# Leaving the v out of the cage



## emmark (Sep 27, 2009)

Megan is now6 month old and doing really well with training she really is the best thing to ever happen to us. My question is about leaving megan out of the cage in the day, we have caged megan from day one 3 hours in a morning home for dinner then 3 hours in afternoon but we wanted to start leaving her in the dinning room with cage left open I removed everything from the room and put a baby gate in the kitchen hallway so the room was vizsla proof ! I though meg was left once a day for 4 days for around 3 hours came back to a happy v every time we've cracked it we thought on the 5 day we got back meg had pulled the carpet up and started to eat the underlay oh dear so we went back to the cage for a month. Today I left her in the dinning room again and she was great but will it be just a matter of time ! Has anyone had a similar experiance ?


----------



## Lisa (Feb 18, 2009)

I've had a similar experience. Catan has always slept in his crate in my room. Recently I left the crate open and he would either sleep on his bed next to my bed or on my bed with me. Everything was fine for a couple weeks and then he regressed and started chewing up things in my room so it's back to the crate for him. I fine once they get comfortable with a new situation they start to get adventurous.


----------



## scooby (Mar 23, 2009)

## DATA

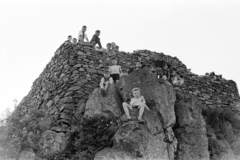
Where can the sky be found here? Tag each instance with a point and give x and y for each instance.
(203, 34)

## WHAT TO PRODUCE
Summarize the forum thread on leaving a vizsla out of its cage in two sentences.

## SOLUTION TO THE EXERCISE
Emmark's six-month-old vizsla Megan, caged since day one, was left in a vizsla-proofed dining room with the cage open and did fine for four days, but on the fifth she pulled up the carpet and started eating the underlay, so she went back to the cage for a month; after another good day out, emmark asks whether anyone has had a similar experience. Lisa replies that Catan, left with his crate open at night, was fine for a couple of weeks before he regressed and chewed things in her room, and she finds that once dogs get comfortable with a new situation they start to get adventurous.